> [Exercise]: Locate every line in the records below that contains the string "JSON", treating uppercase and lowercase as different, and copy each such line.

— begin Data supplied —

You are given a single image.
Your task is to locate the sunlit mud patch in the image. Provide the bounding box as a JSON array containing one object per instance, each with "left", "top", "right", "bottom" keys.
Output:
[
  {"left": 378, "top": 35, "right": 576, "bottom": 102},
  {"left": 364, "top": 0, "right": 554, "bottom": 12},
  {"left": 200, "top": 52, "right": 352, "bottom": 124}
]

— end Data supplied —
— begin Data supplied —

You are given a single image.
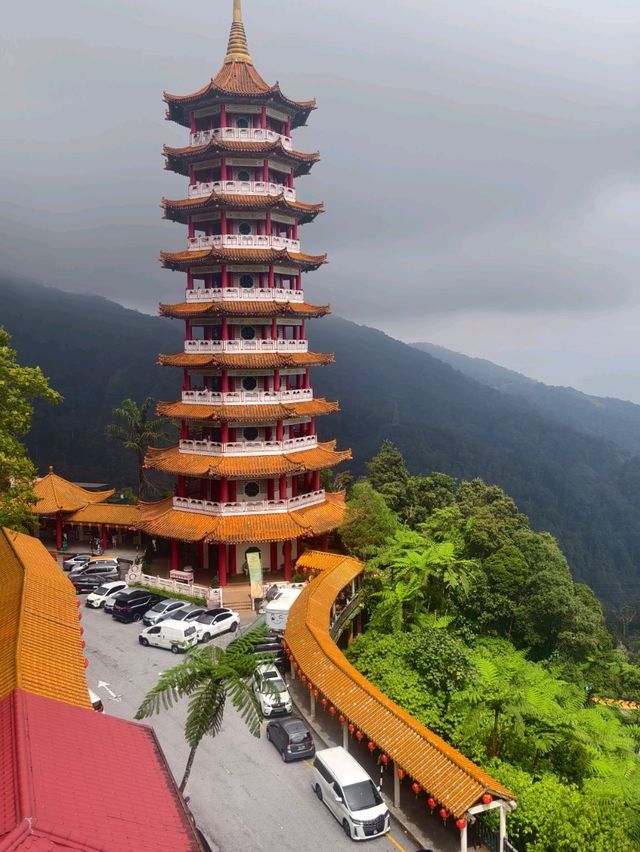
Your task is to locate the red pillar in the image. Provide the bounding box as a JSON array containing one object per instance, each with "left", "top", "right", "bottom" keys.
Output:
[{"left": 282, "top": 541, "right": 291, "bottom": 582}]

— end Data supplied —

> [Result of the task]:
Your task is to locate the sunlit mud patch in the image. Provide the bounding box as a JSON array containing one object per instance, each with "left", "top", "right", "bottom" keys.
Your task is to locate the red pillar in the image. Provide the bounding box as a JSON array containing one object per instance, each with "left", "top", "right", "bottom" keys.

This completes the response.